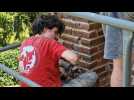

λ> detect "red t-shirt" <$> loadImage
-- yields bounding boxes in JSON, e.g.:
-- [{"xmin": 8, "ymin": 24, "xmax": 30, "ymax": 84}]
[{"xmin": 19, "ymin": 36, "xmax": 67, "ymax": 87}]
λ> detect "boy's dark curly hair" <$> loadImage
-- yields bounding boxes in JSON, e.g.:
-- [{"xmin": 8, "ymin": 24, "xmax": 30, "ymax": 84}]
[{"xmin": 32, "ymin": 15, "xmax": 65, "ymax": 35}]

• _Your assignment_
What is needed is an exact reprint of every entry, pictures excluded.

• _Result of the task_
λ> detect "red t-shirt" <$> loadImage
-- yields bounding boxes in JSON, e.g.:
-- [{"xmin": 8, "ymin": 24, "xmax": 30, "ymax": 84}]
[{"xmin": 19, "ymin": 36, "xmax": 67, "ymax": 87}]
λ> detect "boy's dark curly hair" <$> loadImage
-- yields bounding boxes in JSON, e.g.:
-- [{"xmin": 8, "ymin": 24, "xmax": 30, "ymax": 84}]
[{"xmin": 32, "ymin": 15, "xmax": 65, "ymax": 35}]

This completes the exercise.